## 演習課題
1 - 文書抜粋によると、アイスランドの伝統料理が給食に出されたのは、多摩市内のいくつの小中学校ですか。
2 - 文書抜粋のうち、「私の故郷である八王子にお住ま」を含む語句で始まり「ことは考えてくれるでしょう。」で終わる部分を、一字も変えずに書き写してください。

## 文書抜粋
ウィシュマさんの件についてはこちらも:「目を覗き込む」ということ 


当時の入管局長ら13人が訴追の対象になっていましたが、名古屋地検は不起訴処分を決定したとのニュースが昨日ありました。「死因を特定できず、施設内での扱いと死亡の因果関係が確かでない」とかいう理由です。

呆れたものです。これだけの弱い者いじめを集団でやっておきながら、裁判にすらならないとは。こうなると、名古屋入管だけの問題ではなく、日本の公権全般が内に抱え持っている蔑視思想に関わるものだ、と考えざるを得ないですね、私としては。

次はもうちょっとホッコリする話題。




アイスランドに関係する短い記事
写真提供 Ms.HTさん


私の故郷である八王子にお住まいの、古くからの知り合いの女性の方がある新聞記事を今朝送ってくれました。

地方欄の記事だと思うのですが「アイスランドの伝統料理 給食に」という見出しです。多摩市内の私立校を含む17の小中学校で16、17日の両日、アイスランドの伝統料理が提供されたのだそうです。

「友好協力関係を結ぶアイスランド」と記事中にあるのですが、結んでいるのが多摩市なのか小中学校であるのかはちょっと不明。前後関係から察して、おそらく多摩市でしょう。

「友好関係」とかいうと、議員さんの訪問とかが多いのですが、こういう学生さんや子供たちを巻き込んでのイベントは良いですね。みんな、少なくとも「アイスランドという国があるんだ」「こういうものを食べて生活しているんだ」くらいのことは考えてくれるでしょう。

大学生レベルでは、アイスランドからも、日本からも15人くらいの交換留学生が毎年行き来していたのですが、コロナでストップしてしまっていました。ようやくボツボツと復活し始めている、とこちらの大学の日本語の先生から伺っています。




アイスランドのキョートスーパ(ミートスープ)
Myndin er ur Veislulist.is



こちらはプロックフィスクル(「裂かれた魚」の意)

## 提供された行
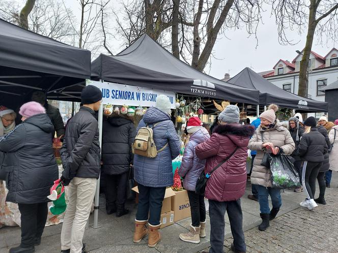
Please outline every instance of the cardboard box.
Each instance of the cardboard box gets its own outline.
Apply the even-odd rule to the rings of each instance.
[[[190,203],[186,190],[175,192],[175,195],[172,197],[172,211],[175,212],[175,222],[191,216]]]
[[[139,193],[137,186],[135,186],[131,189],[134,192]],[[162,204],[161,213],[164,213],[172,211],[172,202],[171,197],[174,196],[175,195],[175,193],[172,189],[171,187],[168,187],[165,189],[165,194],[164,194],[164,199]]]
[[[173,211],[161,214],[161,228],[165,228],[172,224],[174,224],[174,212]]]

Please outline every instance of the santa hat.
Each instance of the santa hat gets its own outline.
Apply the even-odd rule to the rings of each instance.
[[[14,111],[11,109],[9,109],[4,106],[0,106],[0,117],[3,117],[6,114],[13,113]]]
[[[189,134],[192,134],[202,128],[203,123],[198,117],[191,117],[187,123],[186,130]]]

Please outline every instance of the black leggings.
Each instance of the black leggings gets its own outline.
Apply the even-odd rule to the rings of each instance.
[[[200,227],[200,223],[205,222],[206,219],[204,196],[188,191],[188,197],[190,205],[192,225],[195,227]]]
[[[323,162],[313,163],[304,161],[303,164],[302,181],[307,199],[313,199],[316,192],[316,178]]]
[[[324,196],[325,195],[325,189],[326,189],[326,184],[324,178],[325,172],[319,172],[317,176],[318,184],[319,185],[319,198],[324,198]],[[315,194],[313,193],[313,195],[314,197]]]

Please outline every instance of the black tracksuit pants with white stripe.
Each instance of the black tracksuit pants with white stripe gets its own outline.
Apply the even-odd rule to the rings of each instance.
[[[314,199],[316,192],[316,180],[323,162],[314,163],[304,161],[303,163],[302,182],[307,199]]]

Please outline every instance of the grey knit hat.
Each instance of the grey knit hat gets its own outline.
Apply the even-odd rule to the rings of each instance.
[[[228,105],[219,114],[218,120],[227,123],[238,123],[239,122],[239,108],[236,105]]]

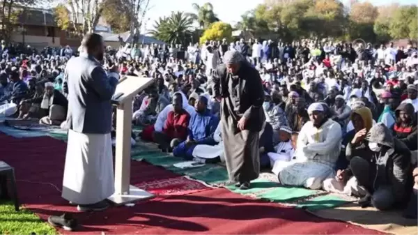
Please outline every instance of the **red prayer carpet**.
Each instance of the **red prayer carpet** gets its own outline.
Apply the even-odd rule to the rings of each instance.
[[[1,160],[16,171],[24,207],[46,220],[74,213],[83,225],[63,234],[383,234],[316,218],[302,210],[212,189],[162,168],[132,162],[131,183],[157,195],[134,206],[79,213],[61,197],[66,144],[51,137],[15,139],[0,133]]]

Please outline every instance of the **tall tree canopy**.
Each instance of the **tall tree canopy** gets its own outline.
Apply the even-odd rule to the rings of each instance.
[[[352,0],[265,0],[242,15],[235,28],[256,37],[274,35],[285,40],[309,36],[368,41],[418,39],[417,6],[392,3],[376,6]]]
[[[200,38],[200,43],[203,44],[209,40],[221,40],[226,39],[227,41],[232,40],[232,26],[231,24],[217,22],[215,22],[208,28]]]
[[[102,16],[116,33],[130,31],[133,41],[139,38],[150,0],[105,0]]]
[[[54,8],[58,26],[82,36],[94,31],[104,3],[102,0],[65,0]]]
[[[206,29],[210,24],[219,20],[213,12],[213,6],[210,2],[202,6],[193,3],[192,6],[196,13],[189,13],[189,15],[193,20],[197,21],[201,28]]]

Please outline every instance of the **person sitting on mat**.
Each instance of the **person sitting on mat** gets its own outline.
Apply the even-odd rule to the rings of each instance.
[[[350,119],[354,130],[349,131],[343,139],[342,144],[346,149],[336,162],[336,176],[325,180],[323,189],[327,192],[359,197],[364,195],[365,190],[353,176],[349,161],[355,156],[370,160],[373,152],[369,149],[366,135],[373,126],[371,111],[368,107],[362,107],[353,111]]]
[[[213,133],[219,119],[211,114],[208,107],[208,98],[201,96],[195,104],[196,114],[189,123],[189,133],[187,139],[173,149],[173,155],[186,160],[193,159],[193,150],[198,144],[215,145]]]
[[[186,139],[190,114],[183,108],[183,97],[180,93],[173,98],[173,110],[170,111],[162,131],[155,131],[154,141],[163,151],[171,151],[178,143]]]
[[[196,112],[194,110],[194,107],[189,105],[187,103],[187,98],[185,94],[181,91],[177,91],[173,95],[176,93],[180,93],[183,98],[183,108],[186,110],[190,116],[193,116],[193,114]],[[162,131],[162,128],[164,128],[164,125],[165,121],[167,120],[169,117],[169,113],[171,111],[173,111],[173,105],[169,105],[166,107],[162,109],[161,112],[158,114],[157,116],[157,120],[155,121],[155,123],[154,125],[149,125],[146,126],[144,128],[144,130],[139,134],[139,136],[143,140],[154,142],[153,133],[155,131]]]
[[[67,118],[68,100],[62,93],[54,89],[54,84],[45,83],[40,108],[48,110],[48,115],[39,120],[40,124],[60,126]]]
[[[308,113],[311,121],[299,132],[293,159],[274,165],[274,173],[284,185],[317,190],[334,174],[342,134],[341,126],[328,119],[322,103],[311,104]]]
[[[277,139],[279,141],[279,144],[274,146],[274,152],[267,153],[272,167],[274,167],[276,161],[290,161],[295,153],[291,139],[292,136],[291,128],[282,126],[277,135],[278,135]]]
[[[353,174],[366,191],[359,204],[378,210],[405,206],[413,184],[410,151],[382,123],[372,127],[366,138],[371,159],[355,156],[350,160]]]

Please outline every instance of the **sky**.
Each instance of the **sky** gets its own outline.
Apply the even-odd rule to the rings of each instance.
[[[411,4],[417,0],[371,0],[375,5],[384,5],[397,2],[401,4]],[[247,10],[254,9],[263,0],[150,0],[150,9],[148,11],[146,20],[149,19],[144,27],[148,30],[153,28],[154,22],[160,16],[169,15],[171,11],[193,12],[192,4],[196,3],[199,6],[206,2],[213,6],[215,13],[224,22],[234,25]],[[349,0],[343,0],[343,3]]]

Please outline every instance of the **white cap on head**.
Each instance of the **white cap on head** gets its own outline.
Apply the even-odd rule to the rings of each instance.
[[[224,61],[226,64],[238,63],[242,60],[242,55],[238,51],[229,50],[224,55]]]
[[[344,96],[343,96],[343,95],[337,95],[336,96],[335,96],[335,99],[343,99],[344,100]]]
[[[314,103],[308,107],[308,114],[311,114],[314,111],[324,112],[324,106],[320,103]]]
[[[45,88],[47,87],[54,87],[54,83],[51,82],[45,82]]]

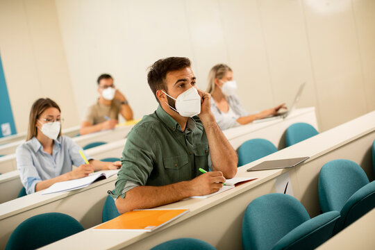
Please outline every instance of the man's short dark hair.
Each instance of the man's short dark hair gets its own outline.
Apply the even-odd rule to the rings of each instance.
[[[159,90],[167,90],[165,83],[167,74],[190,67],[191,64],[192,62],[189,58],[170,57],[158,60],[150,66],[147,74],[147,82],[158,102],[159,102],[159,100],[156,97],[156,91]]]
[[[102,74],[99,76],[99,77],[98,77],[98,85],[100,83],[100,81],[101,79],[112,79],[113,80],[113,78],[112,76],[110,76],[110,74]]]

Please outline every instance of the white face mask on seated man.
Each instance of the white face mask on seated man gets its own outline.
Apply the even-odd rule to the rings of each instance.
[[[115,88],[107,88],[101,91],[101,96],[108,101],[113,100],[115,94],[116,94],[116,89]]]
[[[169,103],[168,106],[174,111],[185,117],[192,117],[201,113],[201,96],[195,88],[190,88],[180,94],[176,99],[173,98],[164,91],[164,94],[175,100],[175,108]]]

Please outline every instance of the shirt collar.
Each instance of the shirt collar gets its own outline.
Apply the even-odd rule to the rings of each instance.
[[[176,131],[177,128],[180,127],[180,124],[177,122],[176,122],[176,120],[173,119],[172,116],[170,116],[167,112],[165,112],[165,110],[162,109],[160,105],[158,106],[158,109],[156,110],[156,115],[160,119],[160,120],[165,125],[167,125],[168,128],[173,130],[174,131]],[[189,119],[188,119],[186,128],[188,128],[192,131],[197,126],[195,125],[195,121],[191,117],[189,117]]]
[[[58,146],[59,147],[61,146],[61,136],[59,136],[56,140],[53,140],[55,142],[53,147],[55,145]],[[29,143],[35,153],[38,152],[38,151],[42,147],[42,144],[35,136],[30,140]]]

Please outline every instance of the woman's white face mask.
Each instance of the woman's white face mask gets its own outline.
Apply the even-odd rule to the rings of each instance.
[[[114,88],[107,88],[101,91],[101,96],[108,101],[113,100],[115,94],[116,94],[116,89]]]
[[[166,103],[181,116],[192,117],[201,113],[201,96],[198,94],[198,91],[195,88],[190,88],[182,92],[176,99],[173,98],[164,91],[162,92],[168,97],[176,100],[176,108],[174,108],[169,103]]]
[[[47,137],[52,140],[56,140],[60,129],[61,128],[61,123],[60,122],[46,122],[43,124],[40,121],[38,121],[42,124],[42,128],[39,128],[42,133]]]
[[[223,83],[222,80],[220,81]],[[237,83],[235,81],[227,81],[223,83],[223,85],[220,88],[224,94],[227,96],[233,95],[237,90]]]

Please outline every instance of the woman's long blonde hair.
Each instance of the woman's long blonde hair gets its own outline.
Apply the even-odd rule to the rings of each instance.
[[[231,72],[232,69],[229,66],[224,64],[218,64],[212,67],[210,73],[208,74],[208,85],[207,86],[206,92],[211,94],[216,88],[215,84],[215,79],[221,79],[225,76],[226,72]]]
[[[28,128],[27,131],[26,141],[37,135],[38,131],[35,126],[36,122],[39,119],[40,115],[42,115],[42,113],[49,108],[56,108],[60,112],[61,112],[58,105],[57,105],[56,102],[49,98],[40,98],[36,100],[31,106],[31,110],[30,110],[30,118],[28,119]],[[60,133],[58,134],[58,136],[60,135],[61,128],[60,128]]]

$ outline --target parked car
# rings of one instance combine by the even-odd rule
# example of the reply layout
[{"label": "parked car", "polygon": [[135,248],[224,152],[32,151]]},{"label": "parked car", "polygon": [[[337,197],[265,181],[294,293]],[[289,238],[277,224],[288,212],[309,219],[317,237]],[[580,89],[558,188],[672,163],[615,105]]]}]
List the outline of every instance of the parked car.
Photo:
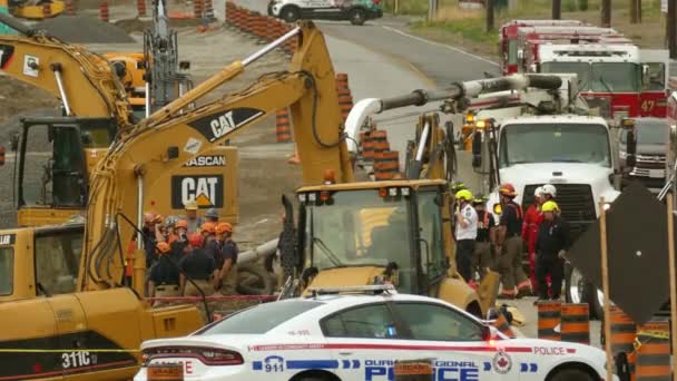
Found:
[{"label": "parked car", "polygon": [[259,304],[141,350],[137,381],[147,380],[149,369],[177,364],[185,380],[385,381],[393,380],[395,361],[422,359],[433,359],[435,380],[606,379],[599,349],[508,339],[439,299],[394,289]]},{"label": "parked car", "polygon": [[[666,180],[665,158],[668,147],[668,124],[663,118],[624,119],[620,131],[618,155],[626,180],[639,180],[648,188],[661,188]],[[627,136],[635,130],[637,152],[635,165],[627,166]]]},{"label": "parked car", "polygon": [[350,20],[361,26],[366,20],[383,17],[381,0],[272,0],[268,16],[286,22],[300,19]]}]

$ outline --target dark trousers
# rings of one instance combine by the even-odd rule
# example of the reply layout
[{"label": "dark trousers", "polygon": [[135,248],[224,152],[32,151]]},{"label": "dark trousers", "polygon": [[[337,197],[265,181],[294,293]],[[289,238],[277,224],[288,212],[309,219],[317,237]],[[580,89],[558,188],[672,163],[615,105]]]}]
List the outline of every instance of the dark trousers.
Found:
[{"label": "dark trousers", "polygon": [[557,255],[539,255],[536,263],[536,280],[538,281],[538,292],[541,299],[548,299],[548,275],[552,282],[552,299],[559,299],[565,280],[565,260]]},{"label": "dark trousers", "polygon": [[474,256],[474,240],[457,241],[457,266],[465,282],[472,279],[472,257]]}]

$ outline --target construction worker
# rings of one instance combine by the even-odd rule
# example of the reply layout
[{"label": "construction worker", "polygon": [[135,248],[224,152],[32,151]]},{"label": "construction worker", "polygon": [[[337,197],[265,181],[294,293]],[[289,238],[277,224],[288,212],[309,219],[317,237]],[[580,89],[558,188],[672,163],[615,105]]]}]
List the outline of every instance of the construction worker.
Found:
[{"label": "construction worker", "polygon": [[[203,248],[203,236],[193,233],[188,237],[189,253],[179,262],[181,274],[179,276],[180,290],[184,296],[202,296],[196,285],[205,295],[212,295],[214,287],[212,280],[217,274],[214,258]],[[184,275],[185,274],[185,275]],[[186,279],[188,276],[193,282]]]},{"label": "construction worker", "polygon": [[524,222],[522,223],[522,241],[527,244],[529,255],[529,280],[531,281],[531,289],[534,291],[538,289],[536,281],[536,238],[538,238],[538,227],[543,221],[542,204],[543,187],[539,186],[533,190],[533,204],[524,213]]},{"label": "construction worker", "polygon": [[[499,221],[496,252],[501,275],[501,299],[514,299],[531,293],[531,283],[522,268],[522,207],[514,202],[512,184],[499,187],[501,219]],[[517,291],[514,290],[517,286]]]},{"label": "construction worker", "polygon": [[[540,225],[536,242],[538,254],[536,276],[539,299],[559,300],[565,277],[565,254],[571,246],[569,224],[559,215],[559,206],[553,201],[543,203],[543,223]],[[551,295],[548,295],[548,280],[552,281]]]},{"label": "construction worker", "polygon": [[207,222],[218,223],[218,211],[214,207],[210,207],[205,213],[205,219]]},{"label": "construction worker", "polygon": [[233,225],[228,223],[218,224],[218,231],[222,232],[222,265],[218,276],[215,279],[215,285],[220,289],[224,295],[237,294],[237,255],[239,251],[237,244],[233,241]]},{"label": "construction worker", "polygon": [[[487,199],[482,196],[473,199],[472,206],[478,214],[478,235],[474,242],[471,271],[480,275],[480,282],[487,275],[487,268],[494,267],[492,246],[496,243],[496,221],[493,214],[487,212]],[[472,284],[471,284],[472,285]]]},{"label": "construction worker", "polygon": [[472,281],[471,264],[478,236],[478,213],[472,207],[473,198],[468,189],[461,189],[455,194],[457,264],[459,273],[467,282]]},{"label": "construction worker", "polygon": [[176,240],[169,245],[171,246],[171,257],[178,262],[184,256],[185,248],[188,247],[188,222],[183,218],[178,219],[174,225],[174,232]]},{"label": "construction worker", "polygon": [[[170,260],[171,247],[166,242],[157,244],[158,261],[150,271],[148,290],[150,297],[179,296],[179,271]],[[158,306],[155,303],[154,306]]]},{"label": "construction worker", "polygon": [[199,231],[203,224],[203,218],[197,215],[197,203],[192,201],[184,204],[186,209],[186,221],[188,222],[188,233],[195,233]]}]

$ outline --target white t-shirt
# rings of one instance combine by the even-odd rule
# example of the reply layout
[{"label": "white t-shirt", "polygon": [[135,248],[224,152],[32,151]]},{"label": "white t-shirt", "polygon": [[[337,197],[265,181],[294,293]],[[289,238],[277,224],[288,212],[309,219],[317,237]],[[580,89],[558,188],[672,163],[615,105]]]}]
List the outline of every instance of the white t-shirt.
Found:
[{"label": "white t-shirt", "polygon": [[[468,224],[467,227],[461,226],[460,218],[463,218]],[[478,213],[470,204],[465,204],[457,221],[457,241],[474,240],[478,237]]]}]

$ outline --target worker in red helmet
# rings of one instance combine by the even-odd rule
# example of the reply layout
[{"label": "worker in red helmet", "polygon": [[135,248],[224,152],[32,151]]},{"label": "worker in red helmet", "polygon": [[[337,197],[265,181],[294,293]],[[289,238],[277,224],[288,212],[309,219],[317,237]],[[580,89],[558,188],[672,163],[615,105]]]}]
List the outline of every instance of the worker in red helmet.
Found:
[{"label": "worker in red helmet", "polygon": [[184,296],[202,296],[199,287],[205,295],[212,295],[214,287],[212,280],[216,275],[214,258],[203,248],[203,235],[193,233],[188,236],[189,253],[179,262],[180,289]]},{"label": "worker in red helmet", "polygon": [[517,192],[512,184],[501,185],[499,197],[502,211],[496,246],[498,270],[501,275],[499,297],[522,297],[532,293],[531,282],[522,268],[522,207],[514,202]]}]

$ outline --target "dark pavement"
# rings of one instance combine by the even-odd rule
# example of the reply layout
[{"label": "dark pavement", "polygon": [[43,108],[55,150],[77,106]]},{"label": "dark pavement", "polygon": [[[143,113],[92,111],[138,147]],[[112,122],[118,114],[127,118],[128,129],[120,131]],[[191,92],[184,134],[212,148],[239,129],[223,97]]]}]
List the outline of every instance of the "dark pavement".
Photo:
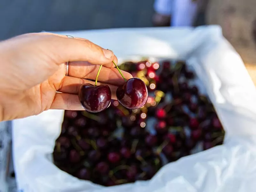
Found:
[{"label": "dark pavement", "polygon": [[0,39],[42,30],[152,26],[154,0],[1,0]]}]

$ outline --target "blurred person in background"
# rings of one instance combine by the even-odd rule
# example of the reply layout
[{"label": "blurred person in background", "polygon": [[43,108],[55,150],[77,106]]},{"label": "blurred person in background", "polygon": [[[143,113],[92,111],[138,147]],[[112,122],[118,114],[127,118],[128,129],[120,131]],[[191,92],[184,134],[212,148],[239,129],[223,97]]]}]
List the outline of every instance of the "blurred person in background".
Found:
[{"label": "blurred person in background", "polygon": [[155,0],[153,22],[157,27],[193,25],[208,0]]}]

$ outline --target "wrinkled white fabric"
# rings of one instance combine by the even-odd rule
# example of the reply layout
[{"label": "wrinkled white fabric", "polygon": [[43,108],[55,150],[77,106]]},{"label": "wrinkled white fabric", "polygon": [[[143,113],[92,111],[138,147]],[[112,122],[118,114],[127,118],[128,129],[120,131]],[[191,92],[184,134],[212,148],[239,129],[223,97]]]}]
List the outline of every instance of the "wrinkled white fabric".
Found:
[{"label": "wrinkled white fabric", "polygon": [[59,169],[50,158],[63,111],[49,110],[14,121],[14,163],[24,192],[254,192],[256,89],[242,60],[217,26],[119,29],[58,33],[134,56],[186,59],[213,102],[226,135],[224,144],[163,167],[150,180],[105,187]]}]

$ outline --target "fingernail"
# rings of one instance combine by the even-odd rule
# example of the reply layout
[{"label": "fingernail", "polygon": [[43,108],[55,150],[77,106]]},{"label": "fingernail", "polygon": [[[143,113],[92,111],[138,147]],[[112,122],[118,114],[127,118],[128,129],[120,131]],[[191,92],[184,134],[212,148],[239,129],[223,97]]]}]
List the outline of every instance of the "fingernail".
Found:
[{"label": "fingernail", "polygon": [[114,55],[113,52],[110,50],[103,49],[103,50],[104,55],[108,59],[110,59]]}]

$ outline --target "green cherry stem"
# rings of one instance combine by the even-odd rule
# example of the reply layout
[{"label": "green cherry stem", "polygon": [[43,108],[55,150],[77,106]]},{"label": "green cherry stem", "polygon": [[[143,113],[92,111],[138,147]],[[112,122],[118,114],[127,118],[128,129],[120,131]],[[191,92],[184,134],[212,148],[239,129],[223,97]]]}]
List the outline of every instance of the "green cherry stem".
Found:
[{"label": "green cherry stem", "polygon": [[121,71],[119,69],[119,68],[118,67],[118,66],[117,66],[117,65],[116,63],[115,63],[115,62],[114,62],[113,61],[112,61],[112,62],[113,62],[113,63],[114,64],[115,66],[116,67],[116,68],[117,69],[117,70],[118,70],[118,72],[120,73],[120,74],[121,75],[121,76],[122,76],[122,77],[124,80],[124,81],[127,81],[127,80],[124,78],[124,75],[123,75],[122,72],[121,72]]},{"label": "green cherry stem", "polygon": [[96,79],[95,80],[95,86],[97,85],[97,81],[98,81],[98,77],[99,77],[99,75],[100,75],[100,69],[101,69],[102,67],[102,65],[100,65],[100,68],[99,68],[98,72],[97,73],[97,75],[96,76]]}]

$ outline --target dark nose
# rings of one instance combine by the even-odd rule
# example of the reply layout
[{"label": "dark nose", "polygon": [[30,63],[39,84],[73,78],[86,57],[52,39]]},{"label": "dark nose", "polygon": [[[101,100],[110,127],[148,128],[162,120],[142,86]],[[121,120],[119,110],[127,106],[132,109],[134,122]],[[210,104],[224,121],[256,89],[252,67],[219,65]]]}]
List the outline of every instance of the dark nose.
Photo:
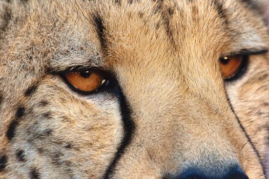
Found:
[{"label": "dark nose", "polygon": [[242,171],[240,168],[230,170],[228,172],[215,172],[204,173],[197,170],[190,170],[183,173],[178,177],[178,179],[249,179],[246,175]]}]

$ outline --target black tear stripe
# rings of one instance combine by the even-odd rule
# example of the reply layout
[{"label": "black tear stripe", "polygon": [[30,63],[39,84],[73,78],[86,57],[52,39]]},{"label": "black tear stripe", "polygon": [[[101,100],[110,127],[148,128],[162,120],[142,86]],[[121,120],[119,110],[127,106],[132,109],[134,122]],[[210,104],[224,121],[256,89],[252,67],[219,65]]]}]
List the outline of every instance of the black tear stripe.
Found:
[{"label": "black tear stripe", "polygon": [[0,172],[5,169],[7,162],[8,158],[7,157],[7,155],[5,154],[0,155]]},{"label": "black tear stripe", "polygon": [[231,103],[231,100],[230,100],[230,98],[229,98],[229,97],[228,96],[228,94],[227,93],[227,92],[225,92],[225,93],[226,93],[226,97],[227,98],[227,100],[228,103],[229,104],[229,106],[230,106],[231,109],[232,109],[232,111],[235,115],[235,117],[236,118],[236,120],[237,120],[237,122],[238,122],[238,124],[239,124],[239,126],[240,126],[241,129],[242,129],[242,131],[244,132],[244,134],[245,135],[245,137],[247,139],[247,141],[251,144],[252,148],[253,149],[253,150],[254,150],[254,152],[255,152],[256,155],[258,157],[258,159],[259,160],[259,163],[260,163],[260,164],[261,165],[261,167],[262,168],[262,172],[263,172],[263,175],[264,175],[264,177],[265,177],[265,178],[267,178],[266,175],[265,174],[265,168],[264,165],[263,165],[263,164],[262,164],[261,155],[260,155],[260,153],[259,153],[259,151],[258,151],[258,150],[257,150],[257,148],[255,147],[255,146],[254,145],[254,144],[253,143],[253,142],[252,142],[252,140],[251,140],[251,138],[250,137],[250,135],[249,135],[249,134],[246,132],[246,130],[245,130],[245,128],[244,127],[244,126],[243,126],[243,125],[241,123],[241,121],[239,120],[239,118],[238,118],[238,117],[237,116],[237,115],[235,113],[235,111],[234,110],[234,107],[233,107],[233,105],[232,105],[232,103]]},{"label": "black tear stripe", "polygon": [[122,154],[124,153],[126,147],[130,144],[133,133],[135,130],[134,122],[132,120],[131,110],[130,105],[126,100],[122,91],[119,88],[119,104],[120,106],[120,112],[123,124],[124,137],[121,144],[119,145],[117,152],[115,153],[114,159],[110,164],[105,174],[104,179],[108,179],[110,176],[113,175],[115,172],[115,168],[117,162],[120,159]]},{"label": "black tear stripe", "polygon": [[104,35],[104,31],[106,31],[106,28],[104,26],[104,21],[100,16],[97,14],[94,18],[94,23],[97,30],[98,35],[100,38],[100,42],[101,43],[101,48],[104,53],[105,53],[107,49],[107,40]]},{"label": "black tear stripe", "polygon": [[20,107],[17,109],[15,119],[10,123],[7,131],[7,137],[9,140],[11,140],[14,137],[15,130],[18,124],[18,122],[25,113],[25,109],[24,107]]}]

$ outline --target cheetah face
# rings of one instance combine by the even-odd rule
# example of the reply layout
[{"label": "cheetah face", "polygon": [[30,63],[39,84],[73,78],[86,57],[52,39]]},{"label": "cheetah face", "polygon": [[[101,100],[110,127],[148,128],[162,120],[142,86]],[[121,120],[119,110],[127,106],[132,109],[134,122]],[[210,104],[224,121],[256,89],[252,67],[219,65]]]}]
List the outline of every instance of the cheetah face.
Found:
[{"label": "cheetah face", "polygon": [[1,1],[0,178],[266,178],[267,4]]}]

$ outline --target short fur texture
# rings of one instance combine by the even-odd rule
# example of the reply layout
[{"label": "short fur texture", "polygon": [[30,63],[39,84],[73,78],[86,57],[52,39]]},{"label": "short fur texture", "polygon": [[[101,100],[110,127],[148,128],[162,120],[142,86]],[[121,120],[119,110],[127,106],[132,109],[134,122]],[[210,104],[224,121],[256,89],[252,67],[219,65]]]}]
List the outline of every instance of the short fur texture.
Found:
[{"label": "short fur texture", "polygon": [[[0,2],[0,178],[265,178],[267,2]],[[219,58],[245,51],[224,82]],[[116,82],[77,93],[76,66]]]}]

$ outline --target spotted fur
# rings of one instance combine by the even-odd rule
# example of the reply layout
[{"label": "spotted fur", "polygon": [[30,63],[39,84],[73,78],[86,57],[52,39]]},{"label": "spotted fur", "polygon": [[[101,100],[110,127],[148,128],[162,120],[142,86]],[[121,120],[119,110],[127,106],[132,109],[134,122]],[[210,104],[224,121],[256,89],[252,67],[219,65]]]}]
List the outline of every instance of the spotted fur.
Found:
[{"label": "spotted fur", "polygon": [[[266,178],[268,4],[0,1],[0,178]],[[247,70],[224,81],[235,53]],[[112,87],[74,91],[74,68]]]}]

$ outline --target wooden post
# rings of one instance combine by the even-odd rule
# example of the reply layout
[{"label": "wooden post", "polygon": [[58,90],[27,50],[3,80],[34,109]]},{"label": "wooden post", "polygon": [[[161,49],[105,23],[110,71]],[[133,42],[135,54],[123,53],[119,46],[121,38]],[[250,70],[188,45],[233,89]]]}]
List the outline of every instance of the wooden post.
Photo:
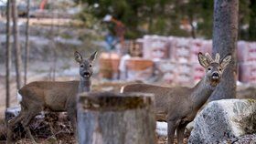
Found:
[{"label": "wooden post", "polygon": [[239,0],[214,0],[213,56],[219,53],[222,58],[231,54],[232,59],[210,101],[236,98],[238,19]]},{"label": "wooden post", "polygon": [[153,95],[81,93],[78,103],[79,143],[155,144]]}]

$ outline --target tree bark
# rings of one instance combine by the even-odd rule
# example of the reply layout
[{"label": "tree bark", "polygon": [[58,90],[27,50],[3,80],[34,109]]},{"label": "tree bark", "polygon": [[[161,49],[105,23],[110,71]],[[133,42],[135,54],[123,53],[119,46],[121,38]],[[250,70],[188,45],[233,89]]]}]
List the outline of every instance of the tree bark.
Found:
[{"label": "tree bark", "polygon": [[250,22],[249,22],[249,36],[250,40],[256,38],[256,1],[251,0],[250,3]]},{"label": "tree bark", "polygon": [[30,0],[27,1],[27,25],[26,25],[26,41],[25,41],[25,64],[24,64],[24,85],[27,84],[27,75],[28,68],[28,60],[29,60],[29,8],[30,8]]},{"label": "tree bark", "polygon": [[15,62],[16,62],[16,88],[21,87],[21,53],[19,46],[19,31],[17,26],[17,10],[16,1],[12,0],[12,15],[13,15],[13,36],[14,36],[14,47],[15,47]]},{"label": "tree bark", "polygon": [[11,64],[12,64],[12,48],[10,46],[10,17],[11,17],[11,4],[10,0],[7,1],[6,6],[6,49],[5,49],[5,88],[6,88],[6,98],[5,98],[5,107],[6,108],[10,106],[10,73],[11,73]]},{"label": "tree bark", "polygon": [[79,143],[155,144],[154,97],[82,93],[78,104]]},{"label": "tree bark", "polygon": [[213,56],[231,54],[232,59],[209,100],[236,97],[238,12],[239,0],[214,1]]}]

## 記述解答
1 - 私立校を含む17の小中学校です。

2 -
私の故郷である八王子にお住まいの、古くからの知り合いの女性の方がある新聞記事を今朝送ってくれました。

地方欄の記事だと思うのですが「アイスランドの伝統料理 給食に」という見出しです。多摩市内の私立校を含む17の小中学校で16、17日の両日、アイスランドの伝統料理が提供されたのだそうです。

「友好協力関係を結ぶアイスランド」と記事中にあるのですが、結んでいるのが多摩市なのか小中学校であるのかはちょっと不明。前後関係から察して、おそらく多摩市でしょう。

「友好関係」とかいうと、議員さんの訪問とかが多いのですが、こういう学生さんや子供たちを巻き込んでのイベントは良いですね。みんな、少なくとも「アイスランドという国があるんだ」「こういうものを食べて生活しているんだ」くらいのことは考えてくれるでしょう。